Direction:
Reproduce each of the following items line for line, with no changes.

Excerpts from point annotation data

============================================================

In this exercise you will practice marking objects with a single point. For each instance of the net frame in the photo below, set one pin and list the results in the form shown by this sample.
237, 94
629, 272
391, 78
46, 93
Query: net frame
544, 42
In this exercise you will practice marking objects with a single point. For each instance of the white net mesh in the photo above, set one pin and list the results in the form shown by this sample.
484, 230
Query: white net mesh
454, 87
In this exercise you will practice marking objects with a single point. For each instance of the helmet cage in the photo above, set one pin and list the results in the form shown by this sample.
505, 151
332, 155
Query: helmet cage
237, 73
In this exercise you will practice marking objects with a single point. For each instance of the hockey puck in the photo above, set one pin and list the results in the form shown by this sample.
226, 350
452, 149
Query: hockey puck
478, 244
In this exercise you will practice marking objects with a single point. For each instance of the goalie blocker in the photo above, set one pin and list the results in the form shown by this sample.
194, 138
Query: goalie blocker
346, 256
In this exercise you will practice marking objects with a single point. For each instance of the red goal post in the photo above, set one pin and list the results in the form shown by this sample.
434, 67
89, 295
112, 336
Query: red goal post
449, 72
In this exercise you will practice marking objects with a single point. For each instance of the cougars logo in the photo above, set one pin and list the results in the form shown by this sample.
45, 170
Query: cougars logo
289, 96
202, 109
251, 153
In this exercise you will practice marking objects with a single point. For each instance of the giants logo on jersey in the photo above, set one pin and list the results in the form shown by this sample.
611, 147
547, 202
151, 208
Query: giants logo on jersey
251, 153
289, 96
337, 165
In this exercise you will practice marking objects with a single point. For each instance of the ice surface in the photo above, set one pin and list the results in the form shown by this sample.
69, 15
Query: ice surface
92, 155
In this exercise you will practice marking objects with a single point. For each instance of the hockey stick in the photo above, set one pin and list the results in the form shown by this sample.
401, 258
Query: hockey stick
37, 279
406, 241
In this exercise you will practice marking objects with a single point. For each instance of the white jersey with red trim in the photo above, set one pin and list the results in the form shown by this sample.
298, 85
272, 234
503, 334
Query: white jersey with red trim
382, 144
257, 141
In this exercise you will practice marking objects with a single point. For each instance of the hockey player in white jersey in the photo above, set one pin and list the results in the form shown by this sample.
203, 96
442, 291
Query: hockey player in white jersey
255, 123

============================================================

Task answer:
In this exercise you will practice marking objects with a single point. For each instance of the net frame in the photo below, set one pin and list the results in the form shown by this sample.
237, 94
629, 272
391, 78
46, 93
Query: net frame
544, 42
In this exercise you will practice marking objects with a single point. For each instance of the white net mesh in the photo above, set one pin and list the results in the form shown by this sample.
484, 230
Query: white net mesh
454, 87
In this exercise you will practice marking objects with a single point. For each instance of the helmet cage in the photo above, set one pin and list the results in the form shown by this sample.
505, 151
332, 155
Query: helmet cage
237, 73
In this exercise you will practice marking objects with a single point. For each instance of the hockey puck in the photo above, set one pin and list the results in the form shown by this sample.
226, 350
452, 149
Query: hockey puck
478, 244
In this exercise you will practice marking objects with a single point. For each instance of the goalie blocker in the photo above, set one pin and list the results in the form shown by this sample.
194, 138
Query: goalie blocker
346, 256
In this exercise you will practice marking objects with a single point. For each instance of the red goal post in the photo above, set one pin and list the results in the form shown by this sample.
434, 67
89, 295
112, 336
Query: red goal post
449, 72
In this exercise you will practice marking objects with a single point. For each instance of the cougars logo in the photo above, set one pin and list the results in the form shown by this sample.
45, 170
Query: cougars logo
289, 96
202, 109
251, 153
In this exercise you will practice marking objects with a single point. For each instance of the giants logo on jersey in the photo above, set one pin and list the results in the form shown by this sample.
611, 147
547, 202
151, 208
Query: giants logo on jersey
251, 153
289, 96
337, 165
In this exercise you will practice marking objects with a single point. For each instance of the ice surface in the photo above, set one pin and list the results in the form shown by this sample.
69, 15
Query: ice surface
92, 155
In this exercise you will practice marking objects with a single point. For each instance of the hockey stick in the photo above, set one pin and list the results in the form shown by this sample.
401, 258
Query: hockey stick
37, 279
406, 241
In this exercise you will practice marking objects with a single point. For each instance of the white jersey with red trim in the photo above, set one pin and list the results in the form shown by this sample.
298, 85
272, 234
503, 334
Query: white jersey with red trim
382, 144
257, 141
In this exercise you will practice marking objects with a single point. For each instance of the hockey player in white jersey in the photo above, set one pin and list the results in the form shown by this sample.
203, 96
442, 291
Query: hockey player in white jersey
255, 123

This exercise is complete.